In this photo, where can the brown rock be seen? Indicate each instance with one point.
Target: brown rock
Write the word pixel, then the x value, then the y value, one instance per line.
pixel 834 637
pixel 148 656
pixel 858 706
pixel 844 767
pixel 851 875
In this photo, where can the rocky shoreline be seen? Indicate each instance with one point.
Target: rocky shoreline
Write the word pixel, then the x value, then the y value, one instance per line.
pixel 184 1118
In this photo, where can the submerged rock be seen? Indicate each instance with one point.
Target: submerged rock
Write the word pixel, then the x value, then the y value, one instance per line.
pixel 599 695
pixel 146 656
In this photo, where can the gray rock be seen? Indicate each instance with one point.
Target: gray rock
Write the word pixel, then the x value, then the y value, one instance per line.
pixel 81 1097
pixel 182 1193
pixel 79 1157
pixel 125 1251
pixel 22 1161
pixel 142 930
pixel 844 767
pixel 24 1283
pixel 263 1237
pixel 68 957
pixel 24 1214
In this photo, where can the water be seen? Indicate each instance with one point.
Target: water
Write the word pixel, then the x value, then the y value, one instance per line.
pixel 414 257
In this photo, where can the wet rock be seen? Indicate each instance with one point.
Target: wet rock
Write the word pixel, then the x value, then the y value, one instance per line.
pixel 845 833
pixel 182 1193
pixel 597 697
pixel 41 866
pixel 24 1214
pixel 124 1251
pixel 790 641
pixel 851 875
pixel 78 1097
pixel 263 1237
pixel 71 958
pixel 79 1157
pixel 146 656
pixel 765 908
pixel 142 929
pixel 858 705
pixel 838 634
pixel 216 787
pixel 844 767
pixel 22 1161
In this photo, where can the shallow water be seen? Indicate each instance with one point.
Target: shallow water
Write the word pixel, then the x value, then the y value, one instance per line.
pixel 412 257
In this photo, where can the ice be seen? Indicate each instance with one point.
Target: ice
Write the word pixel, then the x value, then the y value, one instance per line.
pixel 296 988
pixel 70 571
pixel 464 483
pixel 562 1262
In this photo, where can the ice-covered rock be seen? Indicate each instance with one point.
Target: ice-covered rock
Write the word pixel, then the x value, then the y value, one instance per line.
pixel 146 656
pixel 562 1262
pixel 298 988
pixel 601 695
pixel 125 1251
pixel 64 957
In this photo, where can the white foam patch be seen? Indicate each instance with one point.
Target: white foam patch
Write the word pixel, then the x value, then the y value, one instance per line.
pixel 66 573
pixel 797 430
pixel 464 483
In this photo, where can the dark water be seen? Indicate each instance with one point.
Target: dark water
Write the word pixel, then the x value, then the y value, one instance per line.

● **REQUIREMENTS**:
Rewrite every line of the records above as a numbered list, leaving out any blank lines.

● **SOLUTION FOR THIS PROBLEM**:
1. In this photo, where can the brown rock be seen? Indicate each instance with one point.
2. Target: brown rock
3. Write the word pixel, then the x value, then the y value, one instance per line.
4. pixel 834 637
5. pixel 148 656
6. pixel 858 706
7. pixel 844 767
8. pixel 851 875
9. In this photo, where can the rocky shoreline be seen? Indicate each instance with one point.
10. Target: rocky shoreline
11. Write the word pixel, then the x value, then the y value, one instance per line.
12. pixel 184 1118
13. In this photo, where can the submerged rock be seen? Indicate each instance with one point.
14. Target: submerged rock
15. Write the word pixel, then the x value, then the y value, one instance per line.
16. pixel 599 695
17. pixel 146 656
18. In this photo, where can the gray rock be seen? Indicate each instance with one point.
19. Target: gray rock
20. Write the word pixel, then the x value, then the y value, one instance per line.
21. pixel 81 1097
22. pixel 182 1193
23. pixel 79 1157
24. pixel 125 1251
25. pixel 22 1161
26. pixel 142 930
27. pixel 844 767
28. pixel 24 1283
29. pixel 263 1237
30. pixel 68 957
31. pixel 24 1214
32. In this photo, where can the water be seen? Indicate each instance with one point.
33. Target: water
34. Write the word pixel, then the x value, then the y value, one instance per line.
35. pixel 414 257
36. In this photo, where can the wet rock be seen? Indicate each instance with one point.
37. Target: wet rock
38. Write the word pixel, then the x value, then the y value, one instance per line.
39. pixel 845 833
40. pixel 182 1193
41. pixel 597 697
42. pixel 41 866
43. pixel 24 1214
44. pixel 124 1251
45. pixel 790 641
46. pixel 851 875
47. pixel 78 1097
48. pixel 263 1237
49. pixel 71 958
50. pixel 79 1157
51. pixel 146 656
52. pixel 765 908
53. pixel 142 929
54. pixel 858 705
55. pixel 838 634
56. pixel 216 787
57. pixel 844 767
58. pixel 22 1161
59. In this photo, where can the shallow water be seen? Indicate each instance with one point.
60. Target: shallow water
61. Write the word pixel, then the x value, then the y value, one instance per line.
62. pixel 412 257
63. In this photo, where can the ice be seen? Indicate each instance with one point.
64. Target: ice
65. Write the word pixel, then the x value, then the y value, one instance per line.
66. pixel 296 988
67. pixel 70 571
68. pixel 464 483
69. pixel 562 1262
70. In this photo, where can the ice-covered rock be seen? Indicate each instance with one point.
71. Target: ice-covered rock
72. Write the word pixel, then the x value, then the y value, one instance per line.
73. pixel 146 656
74. pixel 562 1262
75. pixel 298 988
76. pixel 601 695
77. pixel 125 1251
78. pixel 64 957
79. In this photo, where can the white foam patch be seen? Indicate each instance with one point.
80. Target: white foam patch
81. Write the word pixel, then the x value, then the y value, one instance per line.
82. pixel 66 573
83. pixel 797 430
84. pixel 464 483
85. In this photo, where can the dark water be seen? Indicate each instance with one point.
86. Target: dark water
87. Write the word pixel, then the x value, then the y value, one instance per line.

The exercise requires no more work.